§ **Task prompt**:
Render every line of the material below as a numbered list, omitting blank lines and leaving out the pictures.
#####
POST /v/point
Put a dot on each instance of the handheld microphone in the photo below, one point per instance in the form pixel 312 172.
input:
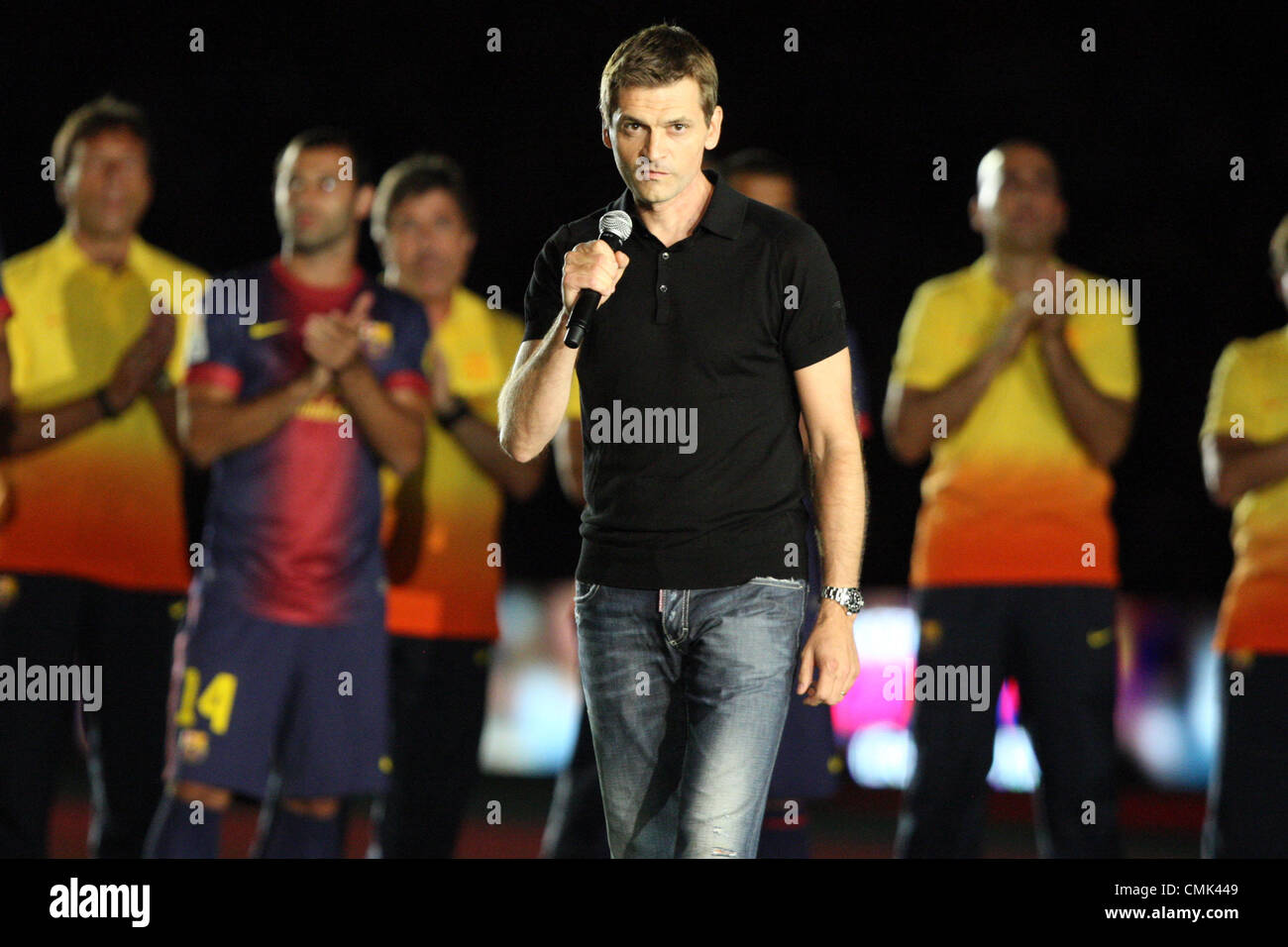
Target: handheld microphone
pixel 614 228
#####
§ **Answer in full**:
1. POST /v/point
2. Put a dot on each instance of the handheld microphone in the photo below, one point per instance in the form pixel 312 172.
3. input:
4. Target: handheld microphone
5. pixel 614 228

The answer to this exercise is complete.